# Text excerpt
Amid the disorienting illusions manufactured during the shoot, and a snow machine that even pumps out a different season, Mahboube experiences a kind of catharsis, as the relationship between on-camera married couple Sheida and Farhad fails to survive the financial strain of their move to Tehran and the difficulty of earning a living from art. Sheida spray paints her face out of the wedding photo that the set designers had hung in the place of Mahboube’s painting, desperate to remove any sign of herself from the house that had once held hope for their future. A surreal, blood-spattered nightmare scene with wedding attire and boxing gloves adds a camp, red-filtered twist of levity to other scenes that mine the sober emotional pain of separation. As Mahboube adapts to the crew’s presence, even becoming curious enough to get involved in their creative process, it seems the solidarity enabled by collaborative art may just be the way out of her isolation, and a bulwark, more than material things ever could be, against mortality and forgetting. It’s a hopeful possibility that turns this very meta film into its own act of resistance.

# Short task 1
In the entries, from the very beginning down to the line holding "pixel 431 213", switch "photo" to "image" and give those lines back otherwise unchanged. Leave out the pictures.

(Entries of labeled points)
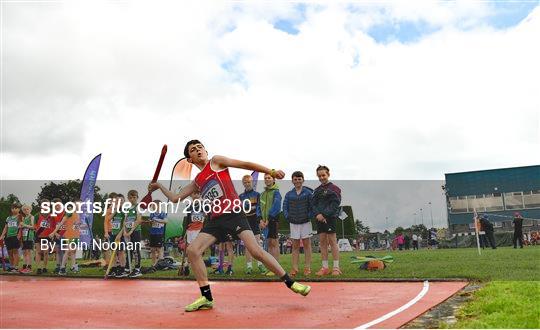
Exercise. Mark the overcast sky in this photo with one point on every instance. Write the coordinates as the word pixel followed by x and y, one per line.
pixel 393 90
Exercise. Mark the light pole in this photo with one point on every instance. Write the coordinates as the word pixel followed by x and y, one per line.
pixel 431 213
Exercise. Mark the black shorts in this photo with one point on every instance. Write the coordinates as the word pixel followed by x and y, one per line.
pixel 38 242
pixel 327 228
pixel 226 227
pixel 254 224
pixel 273 226
pixel 121 246
pixel 135 236
pixel 28 245
pixel 156 240
pixel 12 242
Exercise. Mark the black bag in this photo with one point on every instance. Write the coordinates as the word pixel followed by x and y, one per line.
pixel 166 263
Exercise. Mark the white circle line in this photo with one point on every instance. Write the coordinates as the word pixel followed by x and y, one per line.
pixel 399 310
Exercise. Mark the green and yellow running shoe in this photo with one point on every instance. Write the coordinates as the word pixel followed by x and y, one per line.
pixel 301 288
pixel 200 303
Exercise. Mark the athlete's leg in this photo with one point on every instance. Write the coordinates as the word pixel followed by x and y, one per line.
pixel 323 242
pixel 195 251
pixel 122 258
pixel 64 260
pixel 273 247
pixel 230 257
pixel 307 252
pixel 335 250
pixel 249 258
pixel 258 253
pixel 295 254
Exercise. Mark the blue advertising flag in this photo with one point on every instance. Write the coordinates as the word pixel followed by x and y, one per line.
pixel 255 177
pixel 87 194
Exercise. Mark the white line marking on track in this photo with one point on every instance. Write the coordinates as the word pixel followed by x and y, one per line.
pixel 399 310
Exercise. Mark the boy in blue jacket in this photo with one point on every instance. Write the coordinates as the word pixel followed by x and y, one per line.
pixel 326 203
pixel 297 209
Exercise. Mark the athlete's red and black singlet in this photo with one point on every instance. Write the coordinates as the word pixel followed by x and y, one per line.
pixel 217 188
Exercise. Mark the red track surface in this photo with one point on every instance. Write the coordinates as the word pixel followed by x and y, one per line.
pixel 32 302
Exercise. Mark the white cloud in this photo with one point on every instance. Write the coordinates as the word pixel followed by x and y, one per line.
pixel 124 79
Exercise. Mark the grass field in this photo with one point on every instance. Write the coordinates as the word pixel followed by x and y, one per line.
pixel 508 299
pixel 503 264
pixel 502 304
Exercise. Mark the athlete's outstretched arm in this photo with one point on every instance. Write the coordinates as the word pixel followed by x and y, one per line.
pixel 175 198
pixel 223 162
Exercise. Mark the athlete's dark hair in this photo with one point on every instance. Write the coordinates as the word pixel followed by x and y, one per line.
pixel 186 148
pixel 323 167
pixel 297 174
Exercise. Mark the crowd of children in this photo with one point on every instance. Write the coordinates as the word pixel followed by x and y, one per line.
pixel 26 231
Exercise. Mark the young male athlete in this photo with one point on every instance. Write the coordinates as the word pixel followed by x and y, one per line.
pixel 117 231
pixel 326 201
pixel 297 209
pixel 107 225
pixel 57 218
pixel 27 226
pixel 158 220
pixel 226 218
pixel 44 226
pixel 193 222
pixel 254 223
pixel 132 231
pixel 268 210
pixel 10 232
pixel 71 224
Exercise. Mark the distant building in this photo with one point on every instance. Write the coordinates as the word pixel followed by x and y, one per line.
pixel 498 192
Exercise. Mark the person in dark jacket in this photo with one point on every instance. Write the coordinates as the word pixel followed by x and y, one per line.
pixel 297 210
pixel 487 227
pixel 268 210
pixel 253 197
pixel 326 207
pixel 518 230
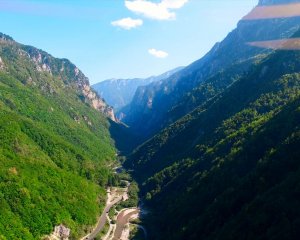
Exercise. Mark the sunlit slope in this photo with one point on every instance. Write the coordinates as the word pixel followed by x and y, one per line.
pixel 55 148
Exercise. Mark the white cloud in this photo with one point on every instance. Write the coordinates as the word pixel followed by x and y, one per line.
pixel 158 53
pixel 127 23
pixel 158 11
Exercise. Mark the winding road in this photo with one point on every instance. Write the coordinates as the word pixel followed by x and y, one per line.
pixel 102 220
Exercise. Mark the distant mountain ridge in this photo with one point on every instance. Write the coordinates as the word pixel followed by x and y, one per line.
pixel 119 92
pixel 61 68
pixel 161 103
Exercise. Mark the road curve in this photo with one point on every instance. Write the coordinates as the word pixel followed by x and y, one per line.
pixel 102 220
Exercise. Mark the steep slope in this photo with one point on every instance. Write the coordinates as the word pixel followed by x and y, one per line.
pixel 229 169
pixel 119 92
pixel 161 103
pixel 55 146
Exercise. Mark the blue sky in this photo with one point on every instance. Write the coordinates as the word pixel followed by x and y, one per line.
pixel 163 34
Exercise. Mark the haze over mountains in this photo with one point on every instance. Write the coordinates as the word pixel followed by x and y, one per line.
pixel 119 92
pixel 214 146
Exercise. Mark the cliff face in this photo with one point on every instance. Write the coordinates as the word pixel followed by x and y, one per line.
pixel 276 2
pixel 43 64
pixel 156 105
pixel 119 92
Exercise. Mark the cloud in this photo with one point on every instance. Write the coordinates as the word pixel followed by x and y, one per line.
pixel 158 53
pixel 127 23
pixel 158 11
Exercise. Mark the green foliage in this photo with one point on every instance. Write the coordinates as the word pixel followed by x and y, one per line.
pixel 133 197
pixel 229 169
pixel 54 149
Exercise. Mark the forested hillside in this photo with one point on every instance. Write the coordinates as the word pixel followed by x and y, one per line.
pixel 160 104
pixel 55 146
pixel 230 169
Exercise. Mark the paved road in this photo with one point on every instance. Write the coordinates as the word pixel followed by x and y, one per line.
pixel 122 220
pixel 102 220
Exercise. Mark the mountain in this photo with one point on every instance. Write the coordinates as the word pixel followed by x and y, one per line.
pixel 222 159
pixel 162 103
pixel 54 140
pixel 230 168
pixel 119 92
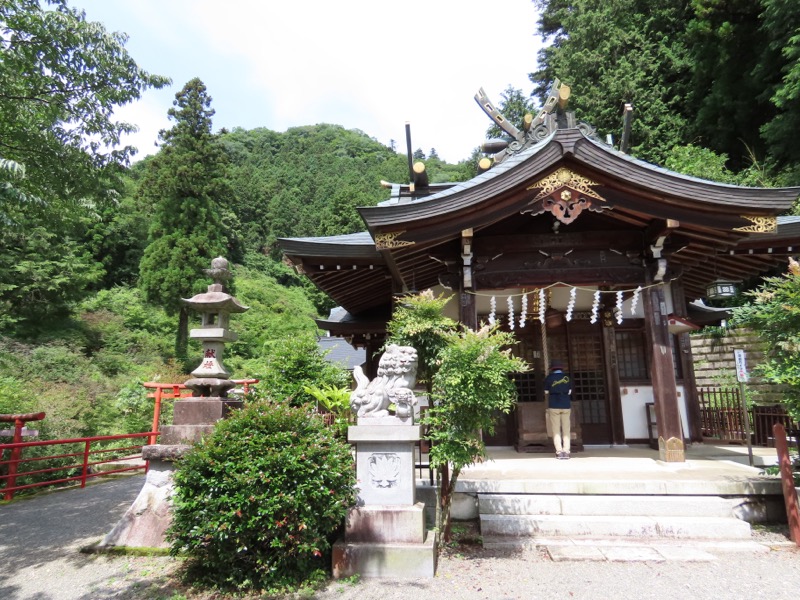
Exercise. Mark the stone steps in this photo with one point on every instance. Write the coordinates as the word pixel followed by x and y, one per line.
pixel 605 526
pixel 583 520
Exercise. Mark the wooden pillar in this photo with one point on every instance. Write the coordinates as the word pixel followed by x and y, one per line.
pixel 662 375
pixel 693 413
pixel 373 347
pixel 616 418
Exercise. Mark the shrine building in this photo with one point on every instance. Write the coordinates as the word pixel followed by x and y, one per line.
pixel 590 256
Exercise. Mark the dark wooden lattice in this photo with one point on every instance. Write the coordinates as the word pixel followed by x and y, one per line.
pixel 631 355
pixel 586 360
pixel 526 386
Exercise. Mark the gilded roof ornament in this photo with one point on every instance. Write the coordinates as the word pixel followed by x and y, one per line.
pixel 759 224
pixel 388 241
pixel 565 194
pixel 562 178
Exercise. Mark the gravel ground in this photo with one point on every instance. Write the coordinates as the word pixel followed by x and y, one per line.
pixel 40 559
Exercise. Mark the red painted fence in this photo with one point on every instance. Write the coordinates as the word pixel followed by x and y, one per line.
pixel 82 461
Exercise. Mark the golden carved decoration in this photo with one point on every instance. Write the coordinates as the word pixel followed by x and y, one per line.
pixel 759 224
pixel 387 241
pixel 562 178
pixel 565 194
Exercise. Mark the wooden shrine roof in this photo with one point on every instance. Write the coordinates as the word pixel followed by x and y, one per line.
pixel 708 230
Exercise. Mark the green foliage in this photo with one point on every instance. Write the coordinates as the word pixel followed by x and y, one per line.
pixel 723 75
pixel 258 501
pixel 470 378
pixel 706 164
pixel 617 52
pixel 13 398
pixel 774 314
pixel 61 78
pixel 334 402
pixel 472 383
pixel 306 181
pixel 294 363
pixel 184 185
pixel 41 274
pixel 419 321
pixel 276 312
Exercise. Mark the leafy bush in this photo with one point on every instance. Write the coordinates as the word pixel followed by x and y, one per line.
pixel 291 365
pixel 774 313
pixel 258 501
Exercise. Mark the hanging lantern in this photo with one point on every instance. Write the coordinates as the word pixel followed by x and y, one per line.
pixel 721 288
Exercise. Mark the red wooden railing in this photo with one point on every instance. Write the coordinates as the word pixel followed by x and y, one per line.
pixel 176 391
pixel 83 460
pixel 9 468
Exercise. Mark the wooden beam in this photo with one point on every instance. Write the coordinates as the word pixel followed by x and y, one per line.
pixel 662 374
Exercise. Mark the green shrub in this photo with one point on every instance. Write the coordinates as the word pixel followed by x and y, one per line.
pixel 257 502
pixel 294 363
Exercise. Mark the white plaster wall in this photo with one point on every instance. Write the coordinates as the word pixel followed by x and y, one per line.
pixel 634 397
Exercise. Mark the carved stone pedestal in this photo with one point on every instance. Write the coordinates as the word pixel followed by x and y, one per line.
pixel 385 536
pixel 194 418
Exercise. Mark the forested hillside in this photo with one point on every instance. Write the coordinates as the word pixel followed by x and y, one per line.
pixel 96 252
pixel 721 76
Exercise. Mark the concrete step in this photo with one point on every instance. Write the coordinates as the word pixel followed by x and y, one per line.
pixel 624 550
pixel 635 506
pixel 613 526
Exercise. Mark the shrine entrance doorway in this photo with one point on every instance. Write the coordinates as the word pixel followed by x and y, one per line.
pixel 580 347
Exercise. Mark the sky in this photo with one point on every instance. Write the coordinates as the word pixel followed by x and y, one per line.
pixel 372 65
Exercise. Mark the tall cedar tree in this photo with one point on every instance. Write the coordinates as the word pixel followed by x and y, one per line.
pixel 184 185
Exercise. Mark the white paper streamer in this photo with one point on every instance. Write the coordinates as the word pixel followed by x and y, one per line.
pixel 524 311
pixel 635 300
pixel 542 306
pixel 571 304
pixel 595 307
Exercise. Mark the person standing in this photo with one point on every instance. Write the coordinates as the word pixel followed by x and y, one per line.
pixel 558 393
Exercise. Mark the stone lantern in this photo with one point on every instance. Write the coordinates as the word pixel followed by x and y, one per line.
pixel 195 416
pixel 145 523
pixel 211 379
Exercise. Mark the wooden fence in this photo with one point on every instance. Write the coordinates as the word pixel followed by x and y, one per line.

# Short task 2
Resume the film review after its last sentence and keep writing.

# Right answer 1
Exercise. Mark the overcast sky in this image with one point on every instance. Write the coordinates as the word pixel followed by x and y, one per line.
pixel 393 90
Exercise. Mark the light pole in this image with one point on every instance. Write the coordinates as the word pixel followed by x and y, one per line.
pixel 431 213

# Right answer 2
Director, screenwriter: Farshad Hashemi
Cast: Farshad Hashemi, Mahboubeh Gholami, Ebrahim Azizi, Zahra Aghapour, Navid AghaeI, Arash Deghan Shad, Shahin Karimi
Producers: Farzad Pak, Farshad Hashemi
Cinematographer: Davood Malek Hosseini
Production Design: Siamak Karinejad
Sound Design: Zohreh Aliakbari
Music: Peyman Yazdanian
Production companies: PakFilm GmbH (Germany), Istadeh Art Group (Iran), Europe Media Nest s.r.o. (Czech Republic)
World sales: PakFilm GmbH
Festival: Rotterdam (Tiger Competition)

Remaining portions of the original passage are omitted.